• _ACTIVITY LIST_:
- a) In the Wellbutrin forum thread below, rewrite the paragraph that begins "My own experience was that Wellbutrin" as a shorter paragraph, keeping its main facts.
- b) Carry on the Wellbutrin forum thread below from its last post.

• _TEXT PASSAGE_:
BEGIN
# Struggles and Support > Medication >  >  Wellbutrin (Bupropion)

## BananaExpress

Has anyone had experience with Wellbutrin? From what I'm reading it seems like something that could work for me.. I feel like I need my mood, and my concentration, "jacked up" a few notches, not leveled out.

----------


## UltraShy

It might work, it might not.  Trying it is the only way to find out.  Individual response to meds vary so much that how it impacts others is of limited value in telling you what it will do for you personally.

My own experience was that Wellbutrin does nothing other than have a very mild appetite suppressant effect.  And I emphasize VERY MILD.  I'd personally be unable to differentiate it from placebo.  Though compared to numerous meds with highly offensive side effects, simply lacking such negative effects is in itself quite an improvement.

----------


## onawheel

I've been reading up on meds (from an antidepressant POV) this morning and out of all of them this one sounds like it would be the most beneficial for me.
I read that wellbutrin when used as an antidepressant it's "for depression with moderate or low anxiety", so not really the most ideal stand alone med for SAD. It's very common for it to be combined with an SSRI for depression (for depression with high anxiety) which is something I may consider even though I'm still skeptical of SSRIs. 
I have an appointment next week with a new psychiatrist so I'll be suggesting this as a possible option. Wellbutrin first then maybe a super low does of a SSRI later if needed. I've already tried lexapro and reacted badly to it.

'Preclinical and clinical data demonstrate that bupropion (wellbutrin) acts via dual inhibition of *norepinephrine* and *dopamine* reuptake, NDRI, which constitutes a novel mechanism of antidepressant action'. thanks wiki.

----------


## pam

I took it for a week several years ago to take care of 3 things at once--lose weight, depression, and to quit smoking. Instead I ended up in the ER because I had a severe allergic reaction to it! 4 out of 5 people I knew about that used it to try to quit smoking had the same thing happen to them. It was weird. But you won't know until you try!

----------


## Frogger

Helped with my depression, made my anxiety and moods horrid.

----------


## WineKitty

WB induced rage in me and made me very short tempered.

----------


## Mboggs89

Bupropion worked for me when I was on it, but then they suddenly took my off because they said I needed a primary care doctor, but the only way you can find out if it works for you is to try it, but yes it worked for me

----------


## panda

I just started taking it a few days ago and I think I got my sore throat from it. =/

----------


## Misssy

Right now I am not taking anything at all though these were the things I tried 

1) Prozac
2) Zoloft and Paxil 
3) Welbutrin 

I think there was another but can't remember now.
END
• _DATASET EXCERPTS_:
BEGIN
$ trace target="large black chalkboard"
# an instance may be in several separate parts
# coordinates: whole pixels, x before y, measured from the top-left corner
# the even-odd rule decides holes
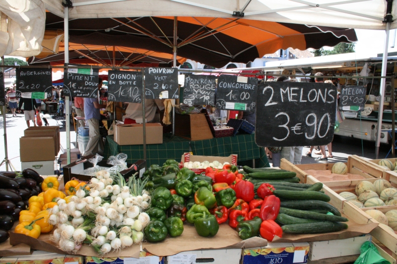
[[[148,67],[145,69],[145,98],[178,99],[178,69]]]
[[[50,69],[23,68],[16,69],[17,92],[42,93],[51,91],[52,89],[52,75]]]
[[[190,106],[213,106],[216,88],[216,77],[213,75],[186,75],[183,103]]]
[[[255,78],[221,75],[218,79],[216,108],[253,112],[257,88]]]
[[[109,71],[108,101],[140,103],[142,73],[140,72]]]
[[[336,89],[331,84],[268,82],[258,87],[255,141],[261,147],[332,141]]]
[[[70,65],[69,65],[69,67]],[[68,67],[64,73],[64,94],[98,98],[98,69]]]
[[[343,85],[339,108],[342,111],[361,111],[365,106],[367,88],[356,85]]]

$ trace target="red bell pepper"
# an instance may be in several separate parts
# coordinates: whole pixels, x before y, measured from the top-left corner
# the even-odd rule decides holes
[[[274,220],[280,211],[280,199],[275,195],[270,195],[265,197],[261,206],[261,219]]]
[[[273,241],[274,236],[282,237],[282,229],[272,220],[266,220],[262,222],[259,232],[261,237],[269,242]]]
[[[240,181],[234,187],[236,197],[237,199],[242,199],[247,203],[249,203],[255,197],[254,191],[254,184],[248,181]]]
[[[226,182],[230,185],[236,179],[236,175],[233,172],[227,170],[217,170],[215,173],[215,182]]]
[[[261,199],[254,199],[251,200],[249,204],[250,206],[250,211],[253,210],[256,208],[260,208],[264,202],[264,200]]]
[[[256,208],[250,211],[247,217],[249,220],[252,220],[256,217],[260,217],[260,213],[261,210],[259,208]]]
[[[275,190],[273,185],[268,183],[262,183],[257,190],[258,196],[264,199],[266,196],[273,194],[273,191]]]
[[[247,212],[241,210],[233,210],[229,214],[229,225],[235,228],[239,223],[248,220]]]
[[[229,212],[231,212],[232,210],[240,210],[246,212],[247,213],[250,211],[250,206],[248,204],[244,202],[243,199],[237,199],[234,202],[234,204],[232,207],[229,209]]]
[[[224,190],[225,189],[228,189],[230,187],[226,182],[218,182],[217,183],[214,183],[212,184],[212,188],[216,193],[221,190]]]
[[[218,224],[224,223],[229,218],[229,211],[223,206],[215,207],[209,210],[211,214],[215,215]]]

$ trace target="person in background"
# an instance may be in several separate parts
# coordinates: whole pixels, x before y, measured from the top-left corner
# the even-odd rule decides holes
[[[84,98],[82,97],[74,98],[74,107],[76,107],[76,114],[80,117],[84,117]],[[80,126],[85,126],[84,121],[79,121]]]
[[[98,84],[98,89],[102,87],[102,79],[100,78]],[[88,121],[90,140],[83,156],[87,156],[97,153],[103,155],[103,140],[99,133],[99,120],[101,120],[99,109],[106,107],[106,106],[100,105],[98,98],[84,98],[83,107],[85,120]]]
[[[7,92],[5,95],[7,97],[7,102],[8,103],[8,107],[11,110],[11,113],[12,116],[16,116],[15,112],[16,108],[18,108],[17,100],[16,100],[16,93],[14,90],[14,87],[11,87],[9,88],[9,91]]]
[[[25,114],[25,120],[26,121],[26,124],[28,127],[30,127],[30,120],[33,121],[33,125],[36,126],[35,122],[35,108],[38,109],[38,106],[36,103],[35,99],[31,98],[21,98],[19,100],[19,111],[21,112],[21,107],[23,105],[23,113]]]

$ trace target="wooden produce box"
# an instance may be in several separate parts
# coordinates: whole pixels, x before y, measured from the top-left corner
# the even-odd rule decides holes
[[[203,113],[176,113],[175,135],[191,141],[213,138]]]
[[[309,174],[305,172],[304,170],[331,170],[334,164],[334,163],[321,163],[294,165],[287,159],[282,158],[280,168],[296,172],[296,176],[301,179],[301,182],[306,183],[307,176]],[[383,172],[385,170],[385,168],[369,162],[356,155],[349,156],[347,159],[347,162],[345,164],[347,166],[348,173],[358,174],[366,179],[382,178]]]

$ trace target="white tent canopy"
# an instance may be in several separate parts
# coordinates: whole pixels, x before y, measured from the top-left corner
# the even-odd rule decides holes
[[[42,0],[64,16],[63,0]],[[66,2],[66,0],[63,0]],[[392,0],[391,0],[391,1]],[[396,2],[397,1],[393,0]],[[147,16],[236,18],[330,27],[386,29],[385,0],[71,0],[69,18]],[[239,12],[239,13],[238,13]],[[396,5],[391,15],[397,15]],[[391,28],[397,28],[397,22]]]

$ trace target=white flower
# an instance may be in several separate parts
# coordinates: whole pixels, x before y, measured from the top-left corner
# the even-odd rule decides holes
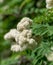
[[[27,42],[27,39],[25,38],[25,37],[23,37],[23,36],[20,36],[19,37],[19,45],[23,45],[23,44],[25,44]]]
[[[53,50],[53,47],[51,47],[51,50]]]
[[[8,5],[3,6],[3,10],[7,10],[9,8]]]
[[[4,39],[12,39],[19,35],[19,32],[16,29],[11,29],[5,36]]]
[[[10,33],[6,33],[6,34],[4,35],[4,39],[5,39],[5,40],[11,39],[11,34],[10,34]]]
[[[29,44],[34,44],[35,43],[35,40],[34,39],[27,39],[27,41],[29,42]]]
[[[22,31],[23,29],[27,29],[29,28],[31,23],[32,23],[32,20],[25,17],[17,24],[17,30]]]
[[[31,38],[32,37],[32,30],[30,29],[27,33],[27,38]]]
[[[4,2],[4,0],[0,0],[0,3],[3,3]]]
[[[27,44],[23,45],[21,48],[20,48],[20,51],[24,51],[28,48]]]
[[[21,48],[20,45],[15,44],[11,46],[11,51],[18,52],[20,51],[20,48]]]
[[[53,61],[53,52],[51,52],[50,54],[46,54],[46,57],[48,59],[48,61]]]
[[[46,0],[46,8],[48,9],[53,8],[53,0]]]

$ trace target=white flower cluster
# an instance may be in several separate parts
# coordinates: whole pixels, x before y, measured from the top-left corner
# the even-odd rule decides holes
[[[53,47],[51,47],[51,52],[49,54],[46,54],[48,61],[53,61]]]
[[[4,39],[15,39],[14,45],[11,46],[11,50],[18,52],[27,48],[35,46],[37,43],[32,38],[32,30],[29,28],[32,24],[32,20],[24,17],[18,24],[17,29],[11,29]]]
[[[50,54],[46,54],[46,57],[48,61],[53,61],[53,52],[51,52]]]
[[[48,9],[53,8],[53,0],[46,0],[46,8]]]
[[[3,3],[4,0],[0,0],[0,3]]]

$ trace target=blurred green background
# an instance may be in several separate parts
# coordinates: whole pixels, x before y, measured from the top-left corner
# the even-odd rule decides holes
[[[29,17],[36,20],[37,23],[52,22],[52,13],[48,14],[48,18],[46,13],[48,14],[45,0],[0,1],[0,65],[18,65],[17,59],[15,59],[17,53],[11,52],[11,42],[4,40],[4,34],[10,29],[16,28],[17,23],[23,17]]]

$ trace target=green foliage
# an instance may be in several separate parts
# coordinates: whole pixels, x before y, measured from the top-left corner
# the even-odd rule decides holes
[[[39,5],[37,5],[39,3]],[[4,34],[16,28],[21,18],[28,16],[33,20],[31,26],[33,37],[38,43],[34,50],[27,49],[19,53],[10,51],[10,41],[4,40]],[[53,47],[53,9],[45,8],[44,0],[4,0],[0,4],[0,64],[17,65],[22,55],[30,59],[30,65],[53,65],[45,54]],[[26,64],[23,64],[26,65]]]

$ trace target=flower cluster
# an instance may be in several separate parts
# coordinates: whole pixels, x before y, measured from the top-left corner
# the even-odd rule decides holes
[[[30,29],[31,24],[32,20],[24,17],[17,24],[17,29],[11,29],[7,34],[5,34],[5,40],[15,39],[15,44],[11,46],[12,51],[23,51],[27,48],[34,47],[37,44],[32,38],[32,30]]]
[[[46,8],[48,9],[53,8],[53,0],[46,0]]]

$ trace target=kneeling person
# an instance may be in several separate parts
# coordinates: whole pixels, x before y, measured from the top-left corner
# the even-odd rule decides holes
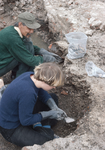
[[[58,108],[58,97],[47,91],[63,84],[63,73],[54,63],[43,63],[12,81],[0,102],[2,136],[21,147],[53,140],[51,126],[66,113]]]

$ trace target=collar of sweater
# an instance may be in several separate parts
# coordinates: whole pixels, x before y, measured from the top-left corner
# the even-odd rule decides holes
[[[14,29],[19,33],[20,37],[23,38],[23,35],[18,27],[14,27]]]

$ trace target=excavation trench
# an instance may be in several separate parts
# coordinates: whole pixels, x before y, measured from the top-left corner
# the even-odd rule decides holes
[[[45,38],[51,38],[51,41],[53,41],[52,37],[46,37],[46,34]],[[39,30],[38,33],[34,33],[32,35],[32,41],[33,44],[40,48],[48,49],[48,43],[46,44],[42,39],[42,30]],[[60,67],[65,73],[63,63],[60,64]],[[3,76],[5,84],[11,82],[10,74],[11,72]],[[67,75],[65,85],[63,87],[56,88],[51,92],[56,93],[59,97],[59,107],[63,109],[69,117],[75,118],[76,121],[70,124],[65,123],[65,121],[58,121],[57,125],[53,127],[53,130],[55,134],[60,137],[66,137],[77,129],[78,121],[89,111],[89,105],[91,103],[91,99],[89,98],[90,86],[85,80],[82,80],[83,77],[72,74],[70,71],[65,74]]]

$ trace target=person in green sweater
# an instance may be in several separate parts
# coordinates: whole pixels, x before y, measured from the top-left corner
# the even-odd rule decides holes
[[[18,15],[18,22],[0,31],[0,77],[12,70],[18,77],[24,72],[33,71],[43,62],[60,62],[62,59],[43,48],[34,46],[30,36],[41,25],[29,12]]]

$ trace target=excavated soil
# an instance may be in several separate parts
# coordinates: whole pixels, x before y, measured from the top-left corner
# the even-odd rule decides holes
[[[44,32],[43,32],[44,30]],[[46,39],[46,41],[50,44],[52,41],[54,42],[54,38],[52,40],[52,33],[48,32],[47,26],[42,26],[42,29],[39,29],[38,32],[41,32],[42,39]],[[48,34],[47,34],[48,33]],[[47,37],[46,37],[47,35]],[[45,38],[46,37],[46,38]],[[48,39],[48,40],[47,40]],[[63,64],[60,64],[60,67],[63,68]],[[55,134],[60,137],[66,137],[70,133],[74,132],[78,125],[77,122],[81,119],[85,113],[89,111],[89,104],[91,103],[91,99],[89,98],[89,86],[86,81],[82,81],[78,83],[78,78],[80,76],[76,76],[70,74],[67,80],[71,82],[66,82],[63,87],[56,88],[51,92],[54,92],[59,97],[59,107],[63,109],[69,117],[75,118],[76,121],[70,124],[65,123],[64,121],[58,121],[57,125],[53,127]],[[5,84],[10,83],[11,80],[11,71],[3,76],[3,80]],[[75,84],[74,84],[75,82]],[[9,142],[6,142],[4,138],[0,135],[0,147],[2,150],[20,150],[20,147],[17,147]],[[7,148],[8,147],[8,148]]]

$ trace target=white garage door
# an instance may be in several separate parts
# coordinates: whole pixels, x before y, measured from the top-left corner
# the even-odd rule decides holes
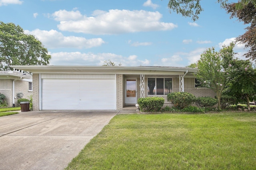
[[[42,110],[116,109],[115,79],[42,80]]]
END
• _OUTPUTS FOR THE TASKS_:
- a) For this poster, Wellbutrin's only effect was a very mild appetite suppression, and they couldn't tell it apart from a placebo. Still, having none of the harsh side effects of many other medications is a real improvement in itself.

- b)
The Welbutrin did work the best for me. The doctors had me on a very high dosage though. When I stopped taking it I also ended up going into a very deep depression though it was the perfect storm because at the same time I lost my job. Thing is once I was prescribed those medications my doctors rarely ever saw me afterwards so really no-body was monitoring me. 

It was zoloft or paxil that I think was giving me very weird mood swings I can't remember which one it was. 
I only remember feeling very upset like crying and hysterical....these are not traits of my normal personality. 
I'm usually anxious but mellow.

----------


## PurpleRose

> Has anyone had experience with Wellbutrin? From what I'm reading it seems like something that could work for me.. I feel like I need my mood, and my concentration, "jacked up" a few notches, not leveled out.



Hey  :: i am the same as u, i really need a big motivational kick and i could do with having energy to look after my baby girl and i hear wellbutrin is useful in combating fatigue which i have had since having my baby seven months ago. I wish u the best and hope you get them, let me know what you think of them, side effect wise  ::):  I am tempted because they have weight loss and appetite suppression as side effects and increase sex drive rather than decrease it like so many SSRI and TCA meds, not that i had many issues with them except on nortiptyline, i lost the sex drive completely and caused sedation, weight gain and sleep which is not good. I would like to see other peoples experiences with it


its used as a second line of treatment where I come from (N.Z) but in England where I am now the doctor told me I need to see a shrink to approve them dammit and a shrink wont because i take effexor in high doses

oh and Ultrashy, yeah i heard its not too good for high anxiety as its stimulating and stims are no good for extreme anxiety
i do like the idea of the appetite suppression though, effexor did that in the early months, it was a good year before my appetite came back

----------


## metamorphosis

Wellbuts XL 300mg, as an adjunct to an SSRI is basically makes a triple-reuptake inhibitor. Though maybe not as strong on the DA end but good for countering sexual, energy and appetite side-effects often with prozac blah blah blah. One thing though, is that the instant and even SL. can cause to much active NE for anxiety issues. IMO, if your going to use it; then use the very steady release of the XL, q.d. The SL bid was to much active NE  in spurts for me. I hope to use the XL again, if my PR assistance goes through.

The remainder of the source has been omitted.